Beneath this task is a listing; retype all of it exactly.

[Start of Material provided]

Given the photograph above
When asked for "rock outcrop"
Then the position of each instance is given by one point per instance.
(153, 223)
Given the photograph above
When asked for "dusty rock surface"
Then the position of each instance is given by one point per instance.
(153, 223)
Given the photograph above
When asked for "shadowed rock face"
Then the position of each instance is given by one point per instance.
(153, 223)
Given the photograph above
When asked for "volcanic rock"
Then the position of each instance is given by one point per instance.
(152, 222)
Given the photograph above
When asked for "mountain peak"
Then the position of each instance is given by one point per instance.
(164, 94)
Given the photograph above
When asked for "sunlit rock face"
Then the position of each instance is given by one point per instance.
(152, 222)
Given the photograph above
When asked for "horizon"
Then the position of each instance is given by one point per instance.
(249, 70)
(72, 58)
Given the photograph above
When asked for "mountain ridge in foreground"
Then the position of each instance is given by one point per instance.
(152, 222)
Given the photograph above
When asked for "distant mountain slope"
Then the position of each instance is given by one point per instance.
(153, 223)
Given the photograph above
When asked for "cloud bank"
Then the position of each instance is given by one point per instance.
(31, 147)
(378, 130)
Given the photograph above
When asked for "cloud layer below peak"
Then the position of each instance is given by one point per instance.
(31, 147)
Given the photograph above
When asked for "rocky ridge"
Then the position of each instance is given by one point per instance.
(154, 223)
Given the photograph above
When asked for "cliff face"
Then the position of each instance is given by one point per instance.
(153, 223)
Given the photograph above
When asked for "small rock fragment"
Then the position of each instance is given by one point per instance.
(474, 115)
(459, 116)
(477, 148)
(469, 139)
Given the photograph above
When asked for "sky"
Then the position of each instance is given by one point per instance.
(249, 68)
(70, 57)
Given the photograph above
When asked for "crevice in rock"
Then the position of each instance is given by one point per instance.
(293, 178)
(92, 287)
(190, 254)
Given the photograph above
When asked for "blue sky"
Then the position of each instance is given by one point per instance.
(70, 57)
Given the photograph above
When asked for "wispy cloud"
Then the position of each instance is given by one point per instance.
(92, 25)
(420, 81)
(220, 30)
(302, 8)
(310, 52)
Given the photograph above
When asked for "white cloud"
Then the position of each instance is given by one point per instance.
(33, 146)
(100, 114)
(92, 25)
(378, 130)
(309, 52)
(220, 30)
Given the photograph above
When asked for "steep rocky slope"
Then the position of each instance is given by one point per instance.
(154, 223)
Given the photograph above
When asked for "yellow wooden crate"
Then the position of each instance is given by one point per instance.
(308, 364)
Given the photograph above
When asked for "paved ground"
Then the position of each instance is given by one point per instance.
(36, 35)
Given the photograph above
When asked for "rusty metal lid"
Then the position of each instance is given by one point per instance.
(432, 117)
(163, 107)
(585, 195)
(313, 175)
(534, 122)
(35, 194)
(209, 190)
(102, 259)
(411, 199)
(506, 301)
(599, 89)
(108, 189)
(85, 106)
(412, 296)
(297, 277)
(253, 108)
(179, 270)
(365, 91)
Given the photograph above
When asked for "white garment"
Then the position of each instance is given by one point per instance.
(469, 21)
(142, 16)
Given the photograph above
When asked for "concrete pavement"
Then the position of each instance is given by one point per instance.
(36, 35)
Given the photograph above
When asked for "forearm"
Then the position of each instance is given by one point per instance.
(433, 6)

[End of Material provided]

▸ Finished answer
Given the photograph above
When asked for "rock outcrop"
Then the position of each instance is given by one point per instance.
(153, 223)
Given the photograph above
When asked for "dusty rock surface"
Then the position of each instance is given by one point per instance.
(153, 223)
Given the photograph above
When asked for "shadowed rock face"
Then the position of each instance is given by one point per instance.
(153, 223)
Given the photograph above
When asked for "volcanic rock"
Then the position of each instance is given by one point per instance.
(152, 222)
Given the photograph above
When asked for "mountain peak"
Then the position of each instance is given by one point per instance.
(164, 94)
Given the photograph above
When asked for "sunlit rock face"
Then the position of each instance is given by one point per instance.
(152, 222)
Given the photograph above
When asked for "horizon"
Then the position of each instance is given by one point per instance.
(249, 70)
(72, 58)
Given the photograph above
When asked for "mountain ridge in foreground"
Then the position of each instance is given by one point per instance.
(152, 222)
Given the photograph above
When asked for "distant mountain slope"
Then the position of each instance is given by one point per instance.
(153, 223)
Given the photograph above
When asked for "cloud bank"
Then the position of each instance is given by one point per instance.
(31, 147)
(378, 130)
Given the photograph above
When asked for "cloud layer below peak"
Then the position of each instance is given by one point per instance.
(31, 147)
Given the photograph above
When asked for "rocky ridge"
Then the position of each instance is given by one point per instance.
(154, 223)
Given the photograph above
When asked for "cliff face"
Then the position of each instance is given by one point per instance.
(153, 223)
Given the photograph above
When asked for "small rock fragment"
Then the position of each instance is given by one point per instance.
(474, 115)
(459, 116)
(477, 148)
(469, 139)
Given the photograph above
When asked for "sky"
Then the position of each instance is given by one point per instance.
(249, 68)
(70, 57)
Given the photograph above
When asked for "crevice in rock"
Then the position of each instance is given by one point per instance.
(293, 178)
(92, 287)
(190, 254)
Given the photograph above
When asked for "blue sky"
Then the position of each instance is given by one point per instance.
(70, 57)
Given the photograph above
When asked for "wispy cloud"
Then the position of each instance is given by one point per instance.
(92, 25)
(420, 81)
(220, 30)
(302, 8)
(310, 52)
Given the photograph above
When asked for "white cloud"
Then the position of each instance is given by one point per instance.
(33, 146)
(100, 114)
(92, 25)
(378, 130)
(309, 52)
(220, 30)
Given the photograph above
When asked for "steep rocky slope"
Then the position of each instance is given by one point per instance.
(154, 223)
Given the photograph above
When asked for "yellow wooden crate"
Then the position of each instance is given by one point per instance.
(308, 364)
Given the photograph above
When asked for "paved ground"
Then the position of each instance is given by one point per instance.
(36, 35)
Given the photograph above
When asked for "rusty metal lid"
Then the position of each instance is given by one point per instance.
(432, 117)
(163, 107)
(585, 195)
(313, 175)
(534, 122)
(35, 194)
(209, 190)
(102, 259)
(411, 199)
(506, 301)
(599, 89)
(108, 189)
(85, 106)
(412, 296)
(297, 277)
(253, 108)
(179, 270)
(365, 91)
Given the photograph above
When asked for "white garment"
Then the position of each instance is given by one point per instance.
(469, 21)
(142, 16)
Given the photograph above
When asked for "concrete pavement"
Then the position of each instance is given by one point per instance.
(36, 35)
Given the photograph above
When asked for "forearm"
Then the position of each instance is given by one point per instance.
(433, 6)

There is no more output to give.